→ What is required: Restate all of the entries exactly, dropping any pictures they hold.

Boundary labeling items
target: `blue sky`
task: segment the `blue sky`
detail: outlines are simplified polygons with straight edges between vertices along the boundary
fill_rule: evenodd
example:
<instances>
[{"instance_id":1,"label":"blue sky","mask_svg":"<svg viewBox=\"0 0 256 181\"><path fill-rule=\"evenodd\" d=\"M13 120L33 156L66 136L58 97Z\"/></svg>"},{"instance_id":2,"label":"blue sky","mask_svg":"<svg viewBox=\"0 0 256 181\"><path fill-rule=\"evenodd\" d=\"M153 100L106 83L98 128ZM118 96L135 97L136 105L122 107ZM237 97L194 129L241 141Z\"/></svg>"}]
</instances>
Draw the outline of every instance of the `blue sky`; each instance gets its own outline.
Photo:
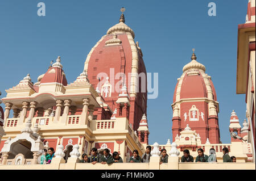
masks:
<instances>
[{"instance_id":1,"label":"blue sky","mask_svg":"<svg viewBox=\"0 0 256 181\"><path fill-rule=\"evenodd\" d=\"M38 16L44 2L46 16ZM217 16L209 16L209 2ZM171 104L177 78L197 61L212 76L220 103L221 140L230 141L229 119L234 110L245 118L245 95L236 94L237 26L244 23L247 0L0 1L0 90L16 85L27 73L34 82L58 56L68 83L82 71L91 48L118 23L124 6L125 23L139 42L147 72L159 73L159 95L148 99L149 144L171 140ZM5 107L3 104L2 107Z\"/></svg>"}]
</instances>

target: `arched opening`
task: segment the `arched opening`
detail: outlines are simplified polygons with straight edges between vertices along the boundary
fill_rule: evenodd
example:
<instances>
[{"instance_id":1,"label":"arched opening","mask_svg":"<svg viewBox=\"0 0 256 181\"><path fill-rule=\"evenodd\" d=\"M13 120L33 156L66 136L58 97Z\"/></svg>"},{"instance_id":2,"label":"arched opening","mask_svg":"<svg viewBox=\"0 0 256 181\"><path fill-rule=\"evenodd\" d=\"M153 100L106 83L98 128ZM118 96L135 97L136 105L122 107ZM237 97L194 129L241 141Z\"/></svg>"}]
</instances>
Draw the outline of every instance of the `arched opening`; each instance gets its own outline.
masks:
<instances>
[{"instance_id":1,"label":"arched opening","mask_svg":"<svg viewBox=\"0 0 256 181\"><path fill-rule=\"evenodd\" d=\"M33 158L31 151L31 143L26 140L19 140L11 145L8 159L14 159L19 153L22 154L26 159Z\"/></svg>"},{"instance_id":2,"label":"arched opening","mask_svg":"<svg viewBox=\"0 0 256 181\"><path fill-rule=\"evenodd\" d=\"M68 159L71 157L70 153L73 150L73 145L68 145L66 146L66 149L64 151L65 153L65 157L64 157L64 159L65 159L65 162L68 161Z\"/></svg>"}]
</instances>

→ Correct result:
target: `blue sky`
task: segment the `blue sky`
detail: outlines are simplified polygons with straight edges between vertices along the boundary
fill_rule: evenodd
example:
<instances>
[{"instance_id":1,"label":"blue sky","mask_svg":"<svg viewBox=\"0 0 256 181\"><path fill-rule=\"evenodd\" d=\"M13 120L33 156L66 136L58 97Z\"/></svg>"},{"instance_id":2,"label":"blue sky","mask_svg":"<svg viewBox=\"0 0 256 181\"><path fill-rule=\"evenodd\" d=\"M153 100L106 83L98 128ZM118 96L135 97L136 105L122 107ZM237 97L194 129L241 141Z\"/></svg>"}]
</instances>
Draw the outline of every instance of the `blue sky`; each instance gets its own outline.
Photo:
masks:
<instances>
[{"instance_id":1,"label":"blue sky","mask_svg":"<svg viewBox=\"0 0 256 181\"><path fill-rule=\"evenodd\" d=\"M38 16L44 2L46 16ZM217 16L209 16L209 2ZM171 104L177 78L197 61L212 76L220 103L221 140L230 141L229 119L234 110L245 118L245 95L236 94L237 26L244 23L247 0L0 1L0 90L16 85L27 73L34 82L58 56L68 83L82 71L91 48L118 23L124 6L125 23L139 42L147 72L159 73L159 95L148 99L149 144L171 140ZM5 107L3 104L2 107Z\"/></svg>"}]
</instances>

target: `arched opening`
task: segment the `arched opening`
detail: outlines are simplified polygons with straight edges between vertices along the boundary
fill_rule: evenodd
example:
<instances>
[{"instance_id":1,"label":"arched opening","mask_svg":"<svg viewBox=\"0 0 256 181\"><path fill-rule=\"evenodd\" d=\"M13 120L33 156L66 136L58 97Z\"/></svg>"},{"instance_id":2,"label":"arched opening","mask_svg":"<svg viewBox=\"0 0 256 181\"><path fill-rule=\"evenodd\" d=\"M153 100L106 83L98 128ZM118 96L135 97L136 105L122 107ZM237 97L194 129L241 141Z\"/></svg>"}]
</instances>
Draw the outline of every instance of the `arched opening`; each instance gets its own outline.
masks:
<instances>
[{"instance_id":1,"label":"arched opening","mask_svg":"<svg viewBox=\"0 0 256 181\"><path fill-rule=\"evenodd\" d=\"M33 158L31 151L31 143L26 140L19 140L11 145L8 159L14 159L19 153L22 154L26 159Z\"/></svg>"},{"instance_id":2,"label":"arched opening","mask_svg":"<svg viewBox=\"0 0 256 181\"><path fill-rule=\"evenodd\" d=\"M68 159L71 157L70 153L73 150L73 145L68 145L66 146L66 149L64 151L65 153L65 157L64 157L64 159L65 159L65 162L68 161Z\"/></svg>"}]
</instances>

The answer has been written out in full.